# RETO
Duplica sin ningún cambio las líneas que van desde la que contiene "If you could mark the dry" hasta el final de los ítems de abajo, ambas incluidas.

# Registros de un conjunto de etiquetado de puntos
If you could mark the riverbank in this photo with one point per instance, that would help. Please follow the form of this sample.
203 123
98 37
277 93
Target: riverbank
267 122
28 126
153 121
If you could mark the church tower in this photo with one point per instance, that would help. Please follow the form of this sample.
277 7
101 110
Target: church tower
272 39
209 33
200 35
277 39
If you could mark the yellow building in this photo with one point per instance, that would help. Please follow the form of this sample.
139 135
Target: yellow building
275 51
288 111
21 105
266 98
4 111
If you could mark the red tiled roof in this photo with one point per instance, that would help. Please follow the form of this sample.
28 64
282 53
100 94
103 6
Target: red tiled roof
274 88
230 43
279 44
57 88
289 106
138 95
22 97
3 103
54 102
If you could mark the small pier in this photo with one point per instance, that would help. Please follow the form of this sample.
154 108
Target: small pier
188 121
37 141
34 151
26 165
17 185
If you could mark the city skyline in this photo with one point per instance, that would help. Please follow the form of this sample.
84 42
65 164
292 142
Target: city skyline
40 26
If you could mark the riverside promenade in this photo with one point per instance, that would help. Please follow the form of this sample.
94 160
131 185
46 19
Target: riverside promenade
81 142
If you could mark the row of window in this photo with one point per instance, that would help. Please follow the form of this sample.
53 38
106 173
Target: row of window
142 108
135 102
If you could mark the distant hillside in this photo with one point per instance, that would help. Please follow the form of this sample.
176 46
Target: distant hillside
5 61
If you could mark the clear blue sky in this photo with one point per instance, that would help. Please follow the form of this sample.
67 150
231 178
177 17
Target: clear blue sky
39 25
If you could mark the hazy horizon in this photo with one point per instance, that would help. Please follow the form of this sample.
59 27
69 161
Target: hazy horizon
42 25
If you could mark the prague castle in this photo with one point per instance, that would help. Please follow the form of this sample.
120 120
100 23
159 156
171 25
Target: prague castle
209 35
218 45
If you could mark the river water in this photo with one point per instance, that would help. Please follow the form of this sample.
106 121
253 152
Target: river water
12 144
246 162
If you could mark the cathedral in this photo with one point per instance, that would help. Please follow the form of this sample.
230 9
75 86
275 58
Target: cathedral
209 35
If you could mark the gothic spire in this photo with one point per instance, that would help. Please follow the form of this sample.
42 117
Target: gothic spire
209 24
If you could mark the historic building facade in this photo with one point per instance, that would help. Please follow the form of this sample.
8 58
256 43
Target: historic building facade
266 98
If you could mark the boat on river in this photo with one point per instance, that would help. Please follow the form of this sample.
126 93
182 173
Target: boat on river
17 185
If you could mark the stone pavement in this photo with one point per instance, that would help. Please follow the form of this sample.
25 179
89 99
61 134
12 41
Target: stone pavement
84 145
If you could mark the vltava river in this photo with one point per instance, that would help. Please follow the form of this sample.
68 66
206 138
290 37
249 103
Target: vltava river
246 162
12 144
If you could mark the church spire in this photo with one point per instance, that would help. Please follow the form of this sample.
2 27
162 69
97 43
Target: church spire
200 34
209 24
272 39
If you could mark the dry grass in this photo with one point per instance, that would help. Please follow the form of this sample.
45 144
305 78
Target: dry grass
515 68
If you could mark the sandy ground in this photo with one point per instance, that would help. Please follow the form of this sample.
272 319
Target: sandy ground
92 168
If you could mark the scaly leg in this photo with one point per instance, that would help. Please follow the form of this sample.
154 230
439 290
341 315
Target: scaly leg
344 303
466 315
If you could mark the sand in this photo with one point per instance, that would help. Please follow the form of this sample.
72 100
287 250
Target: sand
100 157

# SALIDA COMPLETA
If you could mark the dry grass in this photo with one point per instance, that would help. Please follow the form of this sample.
45 144
305 78
Target: dry grass
515 68
If you could mark the sandy ground in this photo with one point per instance, that would help. Please follow the form of this sample.
272 319
Target: sandy ground
92 168
If you could mark the scaly leg in this photo with one point per instance, that would help. Please follow the form of this sample.
154 230
439 290
341 315
Target: scaly leg
344 303
466 315
If you could mark the sand in this photo with one point per instance, that would help. Please follow the form of this sample.
72 100
287 250
Target: sand
100 157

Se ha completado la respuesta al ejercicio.